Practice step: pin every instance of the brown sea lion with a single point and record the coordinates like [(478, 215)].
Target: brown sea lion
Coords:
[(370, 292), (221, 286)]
────────────────────────────────────────
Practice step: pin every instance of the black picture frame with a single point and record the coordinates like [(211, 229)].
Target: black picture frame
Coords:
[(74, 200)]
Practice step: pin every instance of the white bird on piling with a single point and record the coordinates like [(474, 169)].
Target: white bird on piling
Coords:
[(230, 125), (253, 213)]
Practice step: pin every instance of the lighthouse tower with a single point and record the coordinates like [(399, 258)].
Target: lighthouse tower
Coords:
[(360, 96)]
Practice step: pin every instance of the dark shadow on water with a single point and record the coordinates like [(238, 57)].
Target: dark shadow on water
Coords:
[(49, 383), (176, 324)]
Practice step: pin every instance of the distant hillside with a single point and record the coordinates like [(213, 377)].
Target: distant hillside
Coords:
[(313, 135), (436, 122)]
────────────────────────────────────────
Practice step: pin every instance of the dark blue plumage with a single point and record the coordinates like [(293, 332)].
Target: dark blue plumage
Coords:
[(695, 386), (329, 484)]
────────────────────────────────────────
* [Exercise details]
Scan the material above for "lighthouse". Copy every line where it appears.

* [Answer below]
Practice step: pin every instance of the lighthouse tower with a single point and record the coordinates like [(399, 258)].
Target: lighthouse tower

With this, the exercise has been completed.